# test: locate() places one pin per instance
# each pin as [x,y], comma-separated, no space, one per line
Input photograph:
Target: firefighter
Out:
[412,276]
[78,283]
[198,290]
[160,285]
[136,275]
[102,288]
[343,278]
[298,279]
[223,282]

EXERCISE: Would you please copy the material above exactly, with nothing left out?

SOLVED PROBLEM:
# test: locate() places one pin per instance
# each pin as [x,y], comma-separated, no space, one per line
Input photograph:
Target: firefighter
Out:
[412,276]
[78,283]
[198,290]
[160,285]
[136,275]
[102,288]
[343,278]
[298,279]
[223,282]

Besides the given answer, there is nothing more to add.